(SOURCE DATA)

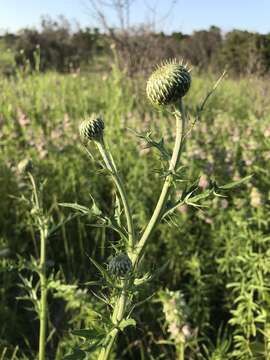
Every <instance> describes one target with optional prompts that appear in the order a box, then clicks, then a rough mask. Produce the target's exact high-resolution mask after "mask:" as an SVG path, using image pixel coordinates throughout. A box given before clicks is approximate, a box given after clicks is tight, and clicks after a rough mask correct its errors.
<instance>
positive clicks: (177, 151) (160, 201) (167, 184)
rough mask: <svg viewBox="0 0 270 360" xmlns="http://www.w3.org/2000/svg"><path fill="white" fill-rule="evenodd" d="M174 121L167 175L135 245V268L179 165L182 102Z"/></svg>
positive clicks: (144, 246)
mask: <svg viewBox="0 0 270 360" xmlns="http://www.w3.org/2000/svg"><path fill="white" fill-rule="evenodd" d="M175 119H176V137H175V144H174V149H173V153H172V157H171V160H170V165H169V174H168V175H167V176H166V179H165V182H164V185H163V188H162V191H161V194H160V196H159V199H158V202H157V205H156V207H155V210H154V212H153V215H152V217H151V219H150V221H149V223H148V225H147V226H146V228H145V230H144V232H143V235H142V237H141V239H140V240H139V243H138V244H137V246H136V249H135V252H134V254H133V256H132V262H133V264H134V266H137V264H138V262H139V261H140V258H141V257H142V255H143V251H144V248H145V244H146V242H147V240H148V239H149V237H150V236H151V234H152V232H153V230H154V229H155V227H156V225H157V224H158V222H159V221H160V218H161V216H162V213H163V210H164V207H165V205H166V202H167V200H168V197H169V194H170V190H171V186H172V183H173V172H174V171H175V170H176V168H177V165H178V163H179V159H180V156H181V153H182V150H183V145H184V137H185V128H186V119H185V113H184V108H183V103H182V100H181V101H180V112H179V111H175Z"/></svg>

(End SOURCE DATA)

ACTIVITY: Would you give the data above again word for word, skipping any images?

EXERCISE RESULT:
Every <instance> describes one target with optional prompts that appear in the order a box, then clicks, then a rough mask. Produce the target's exact high-resolution mask after "mask:" as an SVG path, using image pixel coordinates throughout. A box given before clicks is approximate, a box given after clicks is tight, and clicks after a rough mask correct its errors.
<instance>
positive clicks: (177, 151) (160, 201) (167, 184)
rough mask: <svg viewBox="0 0 270 360" xmlns="http://www.w3.org/2000/svg"><path fill="white" fill-rule="evenodd" d="M174 121L167 175L135 245V268L179 165L182 102Z"/></svg>
positive clicks: (144, 246)
mask: <svg viewBox="0 0 270 360" xmlns="http://www.w3.org/2000/svg"><path fill="white" fill-rule="evenodd" d="M175 119H176V137H175V144H174V149H173V153H172V157H171V160H170V165H169V174H168V175H167V176H166V179H165V182H164V185H163V188H162V191H161V194H160V196H159V199H158V202H157V205H156V207H155V210H154V212H153V215H152V217H151V219H150V221H149V223H148V225H147V226H146V228H145V230H144V232H143V235H142V237H141V239H140V240H139V243H138V244H137V246H136V249H135V252H134V254H133V256H132V262H133V264H134V266H137V264H138V262H139V261H140V258H141V257H142V255H143V251H144V248H145V244H146V242H147V240H148V239H149V237H150V236H151V234H152V232H153V230H154V229H155V227H156V225H157V224H158V222H159V221H160V218H161V216H162V213H163V210H164V207H165V205H166V202H167V200H168V197H169V194H170V190H171V186H172V183H173V172H174V171H175V170H176V168H177V165H178V163H179V159H180V156H181V153H182V150H183V145H184V137H185V128H186V119H185V113H184V108H183V103H182V100H181V101H180V112H179V111H175Z"/></svg>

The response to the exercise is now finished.